_Task item A_
From the background on COVID-19 relief funding, print the passage from "The Coronavirus Aid, Relief, and" to "such as COVID-19.".
_Task item B_
In the background on COVID-19 relief funding, how much money does the CARES Act include for the Community Development Fund?
_Task item C_
Translate this sentence from the background on COVID-19 relief funding into Spanish: "The President has since provided major disaster declarations for certain areas pursuant to section 401 of the Stafford Act."
Page excerpt section start
Background

On March 13, 2020, the President declared the ongoing Coronavirus Disease 2019 (COVID-19) pandemic of sufficient severity and magnitude to warrant an emergency declaration for all states, tribes, territories, and the District of Columbia pursuant to section 501 (b) of the Robert T. Stafford Disaster Relief and Emergency Assistance Act, 42 U.S.C. 5121-5207 (the “Stafford Act”). The President has since provided major disaster declarations for certain areas pursuant to section 401 of the Stafford Act.

The Coronavirus Aid, Relief, and Economic Security (CARES) Act (P.L. 116-136) includes $5 billion for the Community Development Fund, enabling additional U.S. Department of Housing and Urban Development (HUD) support for Community Development Block Grant (CDBG) grantees. Grantees may use existing and expanded CDBG funds for a range of eligible activities that prevent and respond to the spread of infectious diseases such as COVID-19.
Page excerpt section end
Entries shown section start
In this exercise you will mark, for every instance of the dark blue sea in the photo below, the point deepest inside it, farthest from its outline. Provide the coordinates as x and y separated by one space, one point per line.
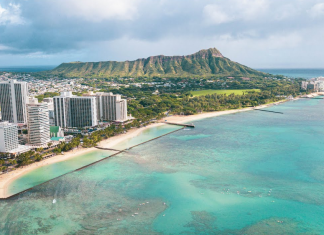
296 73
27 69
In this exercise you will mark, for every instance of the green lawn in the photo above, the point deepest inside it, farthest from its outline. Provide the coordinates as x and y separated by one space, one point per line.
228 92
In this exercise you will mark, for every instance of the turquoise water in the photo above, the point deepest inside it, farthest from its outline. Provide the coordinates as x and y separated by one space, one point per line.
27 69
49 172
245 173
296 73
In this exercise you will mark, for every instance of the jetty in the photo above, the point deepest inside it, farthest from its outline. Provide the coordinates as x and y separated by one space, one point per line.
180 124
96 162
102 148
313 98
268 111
Entries shown section end
Entries shown section start
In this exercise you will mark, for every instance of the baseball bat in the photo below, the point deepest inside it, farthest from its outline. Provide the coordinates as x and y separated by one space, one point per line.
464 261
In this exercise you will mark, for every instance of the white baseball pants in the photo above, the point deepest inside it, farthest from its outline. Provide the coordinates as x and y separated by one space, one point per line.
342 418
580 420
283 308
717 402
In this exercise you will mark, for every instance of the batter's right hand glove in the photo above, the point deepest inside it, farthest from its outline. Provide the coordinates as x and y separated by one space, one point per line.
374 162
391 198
Entries shown section end
Entries shown section start
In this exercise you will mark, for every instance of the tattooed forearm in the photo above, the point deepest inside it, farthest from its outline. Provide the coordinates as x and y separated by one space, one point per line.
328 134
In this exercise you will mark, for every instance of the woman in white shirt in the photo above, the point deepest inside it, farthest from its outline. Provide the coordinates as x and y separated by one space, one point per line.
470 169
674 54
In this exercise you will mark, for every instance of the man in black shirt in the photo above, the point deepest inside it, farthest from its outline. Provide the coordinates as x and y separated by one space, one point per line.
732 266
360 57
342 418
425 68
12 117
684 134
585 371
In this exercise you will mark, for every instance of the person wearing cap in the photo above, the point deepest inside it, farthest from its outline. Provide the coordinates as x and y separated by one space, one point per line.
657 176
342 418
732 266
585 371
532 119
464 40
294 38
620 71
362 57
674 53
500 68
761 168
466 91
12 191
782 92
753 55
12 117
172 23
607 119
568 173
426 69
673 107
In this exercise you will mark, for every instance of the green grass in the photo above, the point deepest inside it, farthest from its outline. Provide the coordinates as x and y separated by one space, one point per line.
Entries shown section end
_Written response A_
The Coronavirus Aid, Relief, and Economic Security (CARES) Act (P.L. 116-136) includes $5 billion for the Community Development Fund, enabling additional U.S. Department of Housing and Urban Development (HUD) support for Community Development Block Grant (CDBG) grantees. Grantees may use existing and expanded CDBG funds for a range of eligible activities that prevent and respond to the spread of infectious diseases such as COVID-19.

_Written response B_
$5 billion.

_Written response C_
Desde entonces, el Presidente ha emitido declaraciones de desastre mayor para ciertas áreas conforme a la sección 401 de la Ley Stafford.